# What you need to do:
(1) In the passage on Alimta, who developed the drug?
(2) Echo the passage on Alimta word for word, everything from "Alimta is a folate" down to "at Princeton University.".

# Text section:
-=-=-=-=-
Alimta is a folate antimetabolites chemotherapy drug (chemically similar to folic acid) that is used in the treatment of malignant mesothelioma and non-small cell lung cancer. Alimta was developed by Edward Taylor, a professor emeritus of chemistry at Princeton University.

Alimta works by inhibiting cell growth with the goal of preventing tumor metastasis, which is the spreading of the cancer to other parts of the body. Alimta inhibits three enzymes (thymidylate synthase, dihydrofolate reductase and glycinamide ribonucleotide formyl transferase) that are used in the synthesis of purine and pyrimidine, necessary for the formation of DNA and RNA. By preventing the formation of DNA and RNA, Alimta is able to inhibit cell growth, ideally stopping tumor metastasis. Alimta was approved by the Food and Drug Administration in 2004, following 11 years of clinical trials.
-=-=-=-=-
# Recorded information:
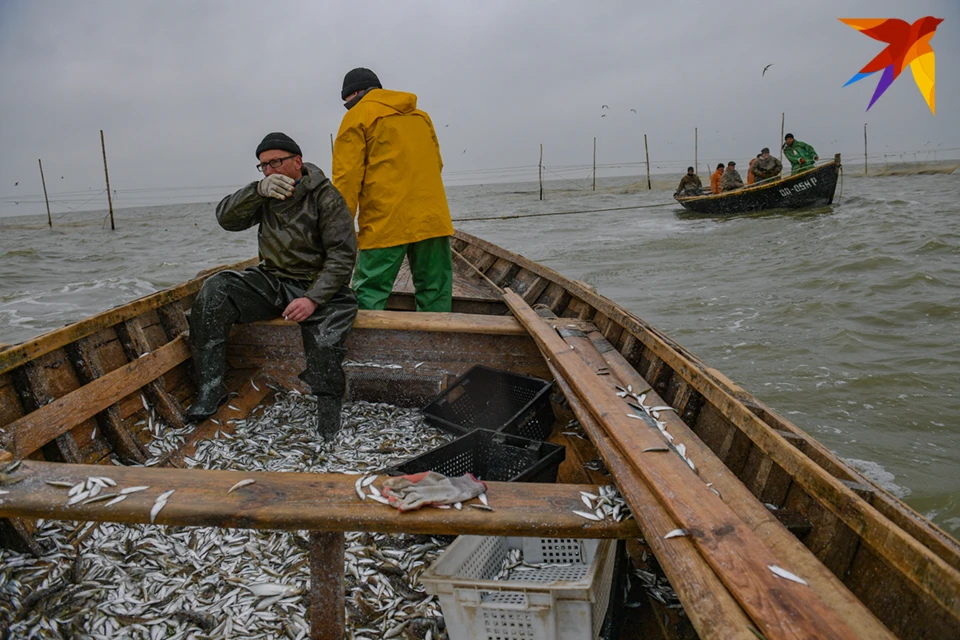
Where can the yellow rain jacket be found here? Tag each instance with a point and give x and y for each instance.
(386, 161)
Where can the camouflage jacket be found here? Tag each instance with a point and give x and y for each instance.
(308, 237)
(690, 184)
(766, 167)
(731, 180)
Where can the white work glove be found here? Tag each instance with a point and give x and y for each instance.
(276, 186)
(414, 491)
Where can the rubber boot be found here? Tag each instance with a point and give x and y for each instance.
(211, 393)
(324, 374)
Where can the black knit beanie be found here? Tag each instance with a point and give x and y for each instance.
(357, 80)
(281, 141)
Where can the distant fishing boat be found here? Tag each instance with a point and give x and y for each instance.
(772, 505)
(812, 188)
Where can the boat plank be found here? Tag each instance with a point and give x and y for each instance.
(173, 318)
(708, 603)
(554, 297)
(298, 501)
(10, 406)
(137, 344)
(40, 383)
(326, 585)
(89, 367)
(730, 548)
(54, 420)
(898, 603)
(746, 506)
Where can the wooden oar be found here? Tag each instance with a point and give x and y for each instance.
(779, 607)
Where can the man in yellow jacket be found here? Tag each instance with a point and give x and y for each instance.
(386, 165)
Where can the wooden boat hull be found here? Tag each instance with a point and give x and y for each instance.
(812, 188)
(77, 395)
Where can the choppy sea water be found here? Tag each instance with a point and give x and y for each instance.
(845, 319)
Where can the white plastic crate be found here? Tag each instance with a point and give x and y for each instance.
(556, 603)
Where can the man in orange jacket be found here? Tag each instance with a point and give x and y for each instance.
(386, 165)
(715, 179)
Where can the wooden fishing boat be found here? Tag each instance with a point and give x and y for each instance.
(750, 490)
(812, 188)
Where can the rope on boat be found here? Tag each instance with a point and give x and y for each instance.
(565, 213)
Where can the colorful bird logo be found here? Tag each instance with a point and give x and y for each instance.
(907, 44)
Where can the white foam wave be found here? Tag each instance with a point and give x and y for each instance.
(880, 476)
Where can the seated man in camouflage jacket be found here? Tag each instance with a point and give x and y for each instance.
(307, 249)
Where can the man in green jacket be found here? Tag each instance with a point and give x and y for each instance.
(801, 155)
(308, 249)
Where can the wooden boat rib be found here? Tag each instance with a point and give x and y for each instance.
(811, 188)
(76, 395)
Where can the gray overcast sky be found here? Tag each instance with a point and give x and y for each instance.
(185, 90)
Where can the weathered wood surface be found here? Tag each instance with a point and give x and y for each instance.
(26, 351)
(326, 585)
(39, 427)
(712, 609)
(933, 574)
(780, 608)
(249, 395)
(733, 493)
(468, 323)
(466, 284)
(297, 501)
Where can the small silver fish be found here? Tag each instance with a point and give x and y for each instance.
(786, 575)
(129, 490)
(588, 515)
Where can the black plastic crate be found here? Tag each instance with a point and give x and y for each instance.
(485, 398)
(490, 455)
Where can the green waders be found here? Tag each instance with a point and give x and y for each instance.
(246, 296)
(431, 266)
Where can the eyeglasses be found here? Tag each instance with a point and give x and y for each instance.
(273, 164)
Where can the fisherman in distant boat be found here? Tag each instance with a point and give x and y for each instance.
(766, 166)
(387, 164)
(801, 155)
(715, 179)
(308, 249)
(731, 180)
(690, 185)
(750, 175)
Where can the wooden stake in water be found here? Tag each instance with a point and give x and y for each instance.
(47, 200)
(865, 148)
(647, 150)
(540, 170)
(106, 173)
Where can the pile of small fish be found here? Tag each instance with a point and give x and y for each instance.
(515, 568)
(146, 582)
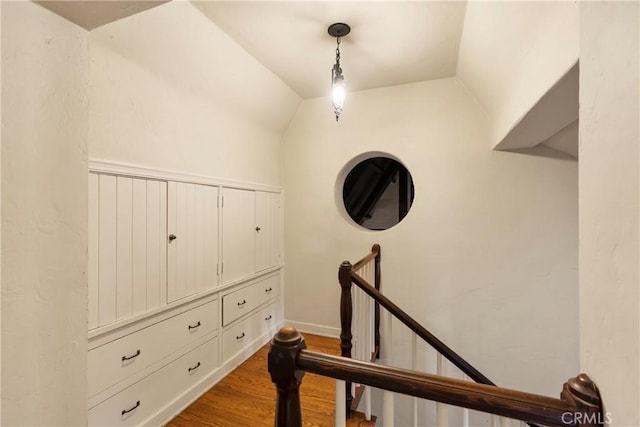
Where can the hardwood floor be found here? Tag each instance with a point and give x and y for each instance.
(246, 397)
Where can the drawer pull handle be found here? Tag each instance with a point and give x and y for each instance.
(195, 326)
(126, 411)
(125, 358)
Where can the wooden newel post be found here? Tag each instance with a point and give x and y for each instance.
(346, 314)
(583, 395)
(283, 353)
(376, 313)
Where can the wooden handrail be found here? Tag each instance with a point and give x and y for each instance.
(419, 330)
(580, 403)
(375, 252)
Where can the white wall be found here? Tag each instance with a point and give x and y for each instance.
(512, 53)
(487, 256)
(610, 205)
(170, 90)
(44, 218)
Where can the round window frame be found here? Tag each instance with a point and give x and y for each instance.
(342, 176)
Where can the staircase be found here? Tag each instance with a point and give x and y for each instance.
(580, 403)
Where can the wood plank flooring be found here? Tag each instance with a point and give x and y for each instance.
(246, 397)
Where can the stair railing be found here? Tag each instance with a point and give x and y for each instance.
(362, 341)
(355, 304)
(580, 403)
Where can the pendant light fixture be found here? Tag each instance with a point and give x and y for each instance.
(337, 30)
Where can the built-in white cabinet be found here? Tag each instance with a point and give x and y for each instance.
(192, 239)
(127, 247)
(250, 232)
(238, 234)
(268, 230)
(184, 284)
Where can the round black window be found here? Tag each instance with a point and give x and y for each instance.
(378, 193)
-=-=-=-=-
# Responses for each task:
(1) Edward Taylor, a professor emeritus of chemistry at Princeton University.

(2)
Alimta is a folate antimetabolites chemotherapy drug (chemically similar to folic acid) that is used in the treatment of malignant mesothelioma and non-small cell lung cancer. Alimta was developed by Edward Taylor, a professor emeritus of chemistry at Princeton University.